What is needed: Below are records; reproduce exactly the lines from the one containing "[spot] the white ceiling, one" through the end, both included, and only those.

Dataset rows:

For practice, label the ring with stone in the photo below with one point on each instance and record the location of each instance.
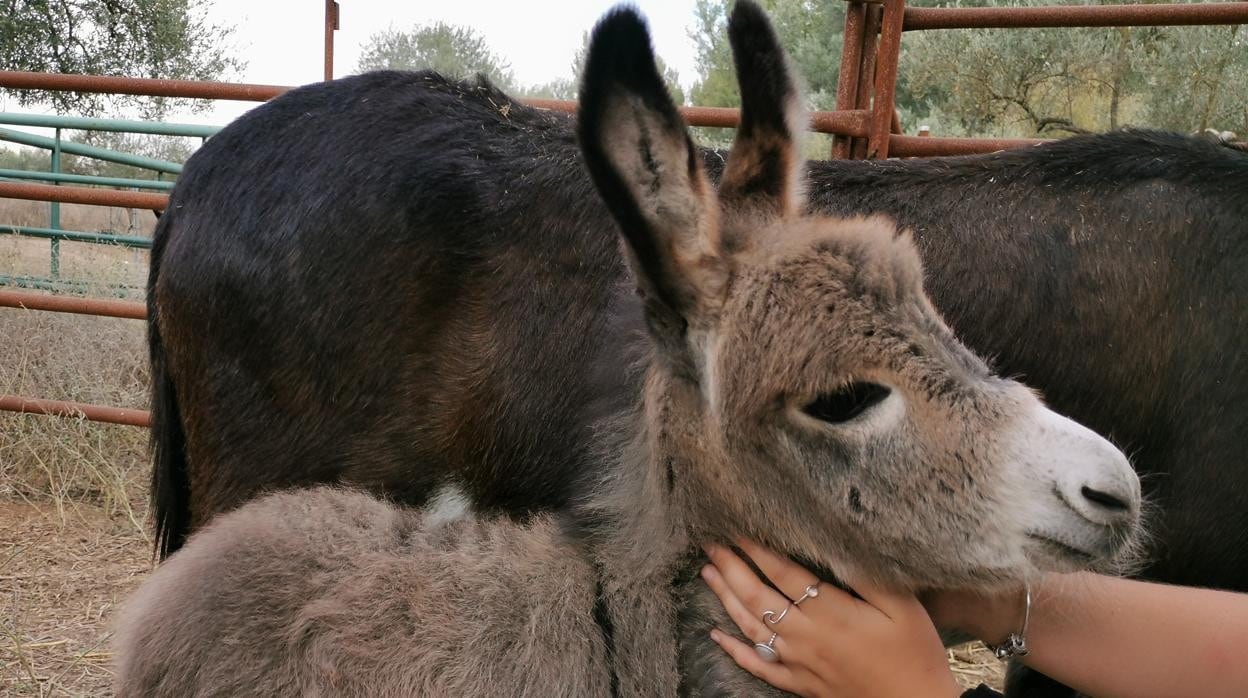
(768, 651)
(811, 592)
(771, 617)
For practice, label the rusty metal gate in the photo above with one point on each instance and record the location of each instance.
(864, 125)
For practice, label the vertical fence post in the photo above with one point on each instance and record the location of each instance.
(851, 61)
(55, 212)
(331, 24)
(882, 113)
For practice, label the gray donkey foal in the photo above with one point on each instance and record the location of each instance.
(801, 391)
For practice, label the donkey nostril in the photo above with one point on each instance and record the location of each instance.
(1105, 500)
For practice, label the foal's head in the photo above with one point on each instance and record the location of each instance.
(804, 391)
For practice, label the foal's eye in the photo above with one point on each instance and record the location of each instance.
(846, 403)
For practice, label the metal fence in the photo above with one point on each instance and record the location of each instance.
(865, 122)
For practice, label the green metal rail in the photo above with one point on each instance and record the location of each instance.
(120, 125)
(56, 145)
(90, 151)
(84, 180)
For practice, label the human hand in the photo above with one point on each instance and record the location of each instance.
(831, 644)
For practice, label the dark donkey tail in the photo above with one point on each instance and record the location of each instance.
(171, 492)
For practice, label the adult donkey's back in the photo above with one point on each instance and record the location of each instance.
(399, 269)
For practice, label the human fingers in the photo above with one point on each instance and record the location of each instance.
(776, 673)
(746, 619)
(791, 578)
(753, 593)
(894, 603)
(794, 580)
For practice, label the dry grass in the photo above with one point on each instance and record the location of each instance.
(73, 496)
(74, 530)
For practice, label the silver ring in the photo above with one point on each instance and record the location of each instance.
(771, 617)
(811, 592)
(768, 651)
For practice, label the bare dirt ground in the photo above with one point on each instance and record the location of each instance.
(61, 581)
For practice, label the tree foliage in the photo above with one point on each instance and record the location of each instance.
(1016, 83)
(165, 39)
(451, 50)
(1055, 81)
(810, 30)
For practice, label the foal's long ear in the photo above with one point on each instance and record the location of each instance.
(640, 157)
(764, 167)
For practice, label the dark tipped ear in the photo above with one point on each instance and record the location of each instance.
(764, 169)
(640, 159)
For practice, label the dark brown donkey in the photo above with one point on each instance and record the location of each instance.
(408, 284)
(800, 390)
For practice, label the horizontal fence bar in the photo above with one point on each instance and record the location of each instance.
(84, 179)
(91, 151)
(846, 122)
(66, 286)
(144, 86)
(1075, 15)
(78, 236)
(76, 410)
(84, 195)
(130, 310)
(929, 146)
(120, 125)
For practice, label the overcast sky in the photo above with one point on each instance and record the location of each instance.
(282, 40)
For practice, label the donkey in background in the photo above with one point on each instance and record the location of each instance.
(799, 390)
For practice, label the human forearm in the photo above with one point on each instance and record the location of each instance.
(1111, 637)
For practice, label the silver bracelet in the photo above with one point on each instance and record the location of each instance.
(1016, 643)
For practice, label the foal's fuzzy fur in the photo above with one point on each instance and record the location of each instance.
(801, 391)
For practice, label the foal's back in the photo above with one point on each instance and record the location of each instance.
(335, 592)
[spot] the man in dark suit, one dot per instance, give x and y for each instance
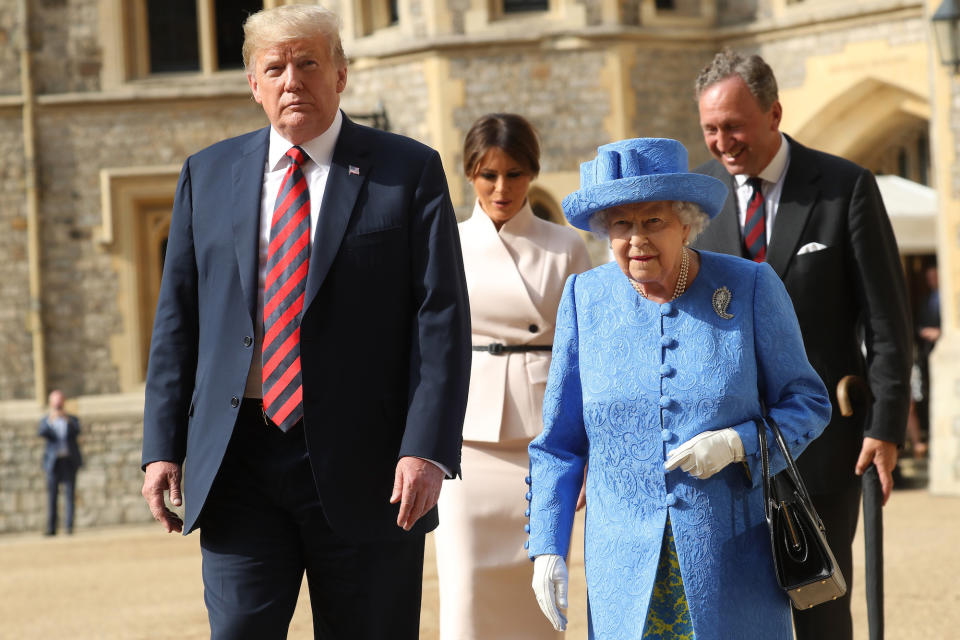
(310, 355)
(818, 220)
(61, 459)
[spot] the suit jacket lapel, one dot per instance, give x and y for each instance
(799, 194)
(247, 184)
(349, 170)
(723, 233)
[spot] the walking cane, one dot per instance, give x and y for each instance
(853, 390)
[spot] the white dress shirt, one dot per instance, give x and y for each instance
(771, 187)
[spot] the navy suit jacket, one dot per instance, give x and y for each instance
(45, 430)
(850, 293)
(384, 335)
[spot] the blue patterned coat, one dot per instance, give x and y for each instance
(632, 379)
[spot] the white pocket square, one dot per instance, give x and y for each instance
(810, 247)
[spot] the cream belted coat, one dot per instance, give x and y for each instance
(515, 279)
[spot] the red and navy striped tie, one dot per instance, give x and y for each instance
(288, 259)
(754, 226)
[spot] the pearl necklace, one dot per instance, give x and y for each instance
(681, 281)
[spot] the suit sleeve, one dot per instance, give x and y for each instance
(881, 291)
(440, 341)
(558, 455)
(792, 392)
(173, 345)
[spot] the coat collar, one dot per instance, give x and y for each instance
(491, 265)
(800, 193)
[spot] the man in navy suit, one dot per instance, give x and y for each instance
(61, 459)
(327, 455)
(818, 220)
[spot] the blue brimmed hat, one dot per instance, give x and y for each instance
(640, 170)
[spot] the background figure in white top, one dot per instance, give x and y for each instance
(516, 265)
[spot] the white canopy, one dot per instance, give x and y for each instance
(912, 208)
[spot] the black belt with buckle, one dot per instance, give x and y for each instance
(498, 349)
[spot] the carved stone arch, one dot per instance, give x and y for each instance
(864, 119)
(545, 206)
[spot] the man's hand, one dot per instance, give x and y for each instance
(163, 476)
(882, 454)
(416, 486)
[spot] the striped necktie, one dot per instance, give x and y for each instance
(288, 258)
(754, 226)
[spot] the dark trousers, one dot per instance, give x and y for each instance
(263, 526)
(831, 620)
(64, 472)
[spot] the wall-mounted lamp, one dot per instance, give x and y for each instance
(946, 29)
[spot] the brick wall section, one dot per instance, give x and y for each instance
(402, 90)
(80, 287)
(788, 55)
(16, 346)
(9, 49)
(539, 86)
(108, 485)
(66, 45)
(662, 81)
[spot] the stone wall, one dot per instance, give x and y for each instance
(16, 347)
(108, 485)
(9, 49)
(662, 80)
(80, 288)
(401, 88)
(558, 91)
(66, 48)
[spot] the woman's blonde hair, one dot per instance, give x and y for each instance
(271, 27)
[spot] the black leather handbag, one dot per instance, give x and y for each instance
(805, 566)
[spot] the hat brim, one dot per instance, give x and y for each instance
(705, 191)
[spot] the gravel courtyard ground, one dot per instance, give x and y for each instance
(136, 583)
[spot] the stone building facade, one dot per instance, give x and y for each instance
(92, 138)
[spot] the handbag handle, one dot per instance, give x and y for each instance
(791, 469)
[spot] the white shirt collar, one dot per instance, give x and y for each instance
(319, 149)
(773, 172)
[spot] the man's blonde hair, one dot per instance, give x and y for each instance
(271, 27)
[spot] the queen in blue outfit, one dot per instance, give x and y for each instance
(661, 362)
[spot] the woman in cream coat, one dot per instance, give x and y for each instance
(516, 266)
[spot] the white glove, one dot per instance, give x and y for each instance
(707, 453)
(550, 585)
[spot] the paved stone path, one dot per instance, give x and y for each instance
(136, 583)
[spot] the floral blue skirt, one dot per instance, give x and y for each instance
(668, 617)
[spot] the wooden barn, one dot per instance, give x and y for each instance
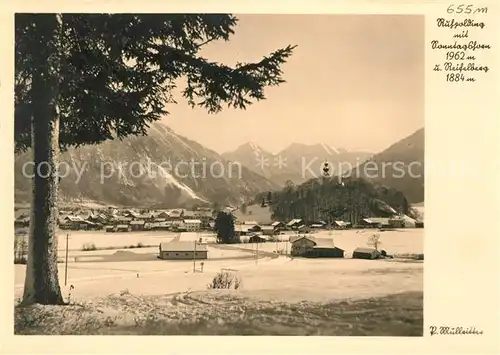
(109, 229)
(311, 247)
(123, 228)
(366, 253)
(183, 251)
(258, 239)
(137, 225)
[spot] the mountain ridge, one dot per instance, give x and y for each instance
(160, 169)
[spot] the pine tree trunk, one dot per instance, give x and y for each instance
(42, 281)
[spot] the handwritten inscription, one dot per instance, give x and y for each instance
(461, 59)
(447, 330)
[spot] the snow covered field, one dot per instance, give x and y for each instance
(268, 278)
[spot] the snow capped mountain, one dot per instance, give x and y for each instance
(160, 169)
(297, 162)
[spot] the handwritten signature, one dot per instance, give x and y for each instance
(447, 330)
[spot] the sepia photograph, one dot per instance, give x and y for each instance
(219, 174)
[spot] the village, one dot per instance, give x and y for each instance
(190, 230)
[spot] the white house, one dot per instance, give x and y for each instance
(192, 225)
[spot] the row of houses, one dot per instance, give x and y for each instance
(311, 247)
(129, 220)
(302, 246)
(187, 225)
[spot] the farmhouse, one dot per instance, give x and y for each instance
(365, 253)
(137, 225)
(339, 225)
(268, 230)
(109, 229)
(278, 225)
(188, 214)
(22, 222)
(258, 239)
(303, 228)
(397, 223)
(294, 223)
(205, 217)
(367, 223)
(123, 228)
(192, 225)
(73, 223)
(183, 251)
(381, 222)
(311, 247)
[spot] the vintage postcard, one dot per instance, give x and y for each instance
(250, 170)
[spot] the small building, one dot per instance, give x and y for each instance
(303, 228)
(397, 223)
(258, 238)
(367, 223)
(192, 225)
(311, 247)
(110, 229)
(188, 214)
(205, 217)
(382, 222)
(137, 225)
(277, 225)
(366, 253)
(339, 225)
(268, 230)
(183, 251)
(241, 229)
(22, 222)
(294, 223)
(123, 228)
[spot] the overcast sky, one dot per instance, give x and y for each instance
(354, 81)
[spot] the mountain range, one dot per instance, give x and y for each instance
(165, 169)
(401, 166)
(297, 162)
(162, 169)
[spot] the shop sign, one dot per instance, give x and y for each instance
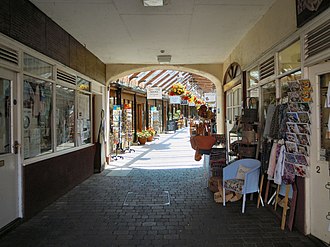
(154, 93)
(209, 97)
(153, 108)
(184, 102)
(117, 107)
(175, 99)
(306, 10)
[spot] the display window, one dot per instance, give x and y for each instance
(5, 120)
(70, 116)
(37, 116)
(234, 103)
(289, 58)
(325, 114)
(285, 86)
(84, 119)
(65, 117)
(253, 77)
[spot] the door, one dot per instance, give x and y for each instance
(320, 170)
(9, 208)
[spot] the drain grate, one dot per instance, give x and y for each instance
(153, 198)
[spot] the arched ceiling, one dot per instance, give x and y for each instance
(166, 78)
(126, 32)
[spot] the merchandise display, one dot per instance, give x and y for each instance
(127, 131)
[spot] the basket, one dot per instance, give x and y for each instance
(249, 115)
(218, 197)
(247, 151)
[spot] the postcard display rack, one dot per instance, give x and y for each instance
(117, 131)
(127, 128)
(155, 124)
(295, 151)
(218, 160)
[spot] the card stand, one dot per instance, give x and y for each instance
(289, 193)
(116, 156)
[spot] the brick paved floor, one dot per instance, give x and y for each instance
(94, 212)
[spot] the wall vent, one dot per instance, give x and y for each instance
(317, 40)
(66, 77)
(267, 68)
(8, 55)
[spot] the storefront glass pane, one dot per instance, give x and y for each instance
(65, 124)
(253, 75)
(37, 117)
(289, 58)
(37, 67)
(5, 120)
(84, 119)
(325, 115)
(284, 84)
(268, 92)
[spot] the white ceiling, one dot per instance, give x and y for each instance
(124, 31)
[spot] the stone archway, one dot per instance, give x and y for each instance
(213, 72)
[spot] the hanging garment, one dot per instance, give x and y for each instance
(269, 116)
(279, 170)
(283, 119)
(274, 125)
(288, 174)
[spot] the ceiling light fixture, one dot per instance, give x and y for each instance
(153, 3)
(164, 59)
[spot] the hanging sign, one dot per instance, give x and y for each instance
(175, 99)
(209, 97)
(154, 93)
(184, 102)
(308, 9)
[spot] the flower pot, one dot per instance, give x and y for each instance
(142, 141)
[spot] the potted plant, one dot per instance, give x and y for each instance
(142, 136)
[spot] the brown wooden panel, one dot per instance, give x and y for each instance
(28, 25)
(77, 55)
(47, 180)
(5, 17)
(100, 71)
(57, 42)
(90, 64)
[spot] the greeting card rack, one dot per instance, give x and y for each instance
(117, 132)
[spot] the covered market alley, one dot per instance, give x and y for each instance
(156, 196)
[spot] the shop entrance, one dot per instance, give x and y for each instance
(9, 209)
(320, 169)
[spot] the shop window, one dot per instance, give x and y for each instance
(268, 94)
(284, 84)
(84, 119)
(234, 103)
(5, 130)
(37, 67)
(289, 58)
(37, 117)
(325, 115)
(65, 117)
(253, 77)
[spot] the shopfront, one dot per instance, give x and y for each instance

Solution for this problem:
[spot] the white ceiling, one dot per instance, give x and y for each instance
(124, 31)
[spot] the stone archway, one dot per instance, give x and y for each instance
(213, 72)
[spot] the hanging garment, one dot per instance, give x and y for each instance
(269, 116)
(279, 170)
(283, 119)
(274, 125)
(288, 174)
[spot] the ceiling light fixture, one dot per instance, give x and y for each instance
(153, 3)
(164, 59)
[spot] the hanging sign, one dot per instance, give x and y for each instance
(175, 99)
(209, 97)
(154, 93)
(184, 102)
(308, 9)
[spot] the flower pot, one dot per instance, give x and y for each instance
(142, 141)
[spot] the potted plant, one dot per instance, give x and y for each instance
(142, 136)
[spot] the brown wooden panel, one dot per instance, give x and y for each instance
(28, 25)
(77, 55)
(47, 180)
(5, 17)
(100, 71)
(57, 42)
(90, 64)
[spot] the greeting card rack, one dot per instance, give x and y for each instance
(117, 132)
[spot] the covered market alley, one dot per instance, give x and y for each instance
(156, 196)
[spot] the shop entrance, one dot per instance, give x and y for each instance
(9, 209)
(320, 169)
[spot] the shop window, one dot per instance, give x and y for each instance
(268, 94)
(284, 84)
(84, 119)
(234, 103)
(5, 130)
(37, 67)
(289, 58)
(37, 117)
(325, 115)
(65, 117)
(253, 77)
[spot] the shopfront, one dot per instance, give x and y for each instance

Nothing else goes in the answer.